### Text provided:
╭──
Soft drinks are often blamed for the increase of obesity in kids, but a new study has found that the fizzy drinks alone do no influence a child's weight.
The study, a recent scientific analysis of a nationally representative sample of children's diets and lifestyles by researchers in the UK found no link between the amount of soft drinks children consume and their body weight.
As a part of their study researchers led by Sigrid Gibson (SiG-Nurture Independent Nutrition Consultants), investigated sugars and soft drinks intake in 1294 children aged 7 - 18 years kids from the Government's National Diet and Nutrition Survey of Young People across the range of body weights seen in a nationally representative sample.
They found that though those with the highest BMI consumed almost 300 extra calories per day compared with children of normal body weight, only 5 percent of this extra energy (approx 14 calories) came from soft drinks.
In fact, the researchers noted that kids of normal weight tended to have a higher intake of sugar (also referred to as non-milk extrinsic sugars [NMES]) overall than those in the highest BMI category.
╰──
### Material provided:
╭──
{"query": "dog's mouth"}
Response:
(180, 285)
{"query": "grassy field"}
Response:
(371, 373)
╰──
### Exercise requirements:
(a) Answer these from the soft drinks article, one line each:
(i) How many children were included in the analysis?
(ii) About how many extra calories per day did the children with the highest BMI consume compared with children of normal body weight?
(iii) By what other name does the article refer to sugar?
(b) Please duplicate the passage of the soft drinks article that begins at the words "They found that" and stops after "highest BMI category.".
(c) Go on with the soft drinks article, picking up after its last sentence.

### Answers to this exercise:
(a)
(i) 1294
(ii) Almost 300
(iii) Non-milk extrinsic sugars (NMES)

(b)
They found that though those with the highest BMI consumed almost 300 extra calories per day compared with children of normal body weight, only 5 percent of this extra energy (approx 14 calories) came from soft drinks.
In fact, the researchers noted that kids of normal weight tended to have a higher intake of sugar (also referred to as non-milk extrinsic sugars [NMES]) overall than those in the highest BMI category.

(c)
Mrs Gibson stated that the despite having a greater overall calorie intake (especially from fat and protein), overweight children consumed a similar amount of soft drinks to their leaner contemporaries.
"Overweight children consumed more food in general, and had a tendency towards more savoury than sweet foods. We found no evidence that overweight children derived a greater proportion of their energy from caloric soft drinks compared with leaner individuals," she said.
Instead, the researchers suggested that a general role of overeating and physical inactivity (from both lack of exercise and excess inactivity) that was to blame for obese British children.
"In this major British survey, overweight children had significantly longer sedentary periods than children of normal weight," she said.
The study is published in the September issue of International Journal of Food Sciences and Nutrition.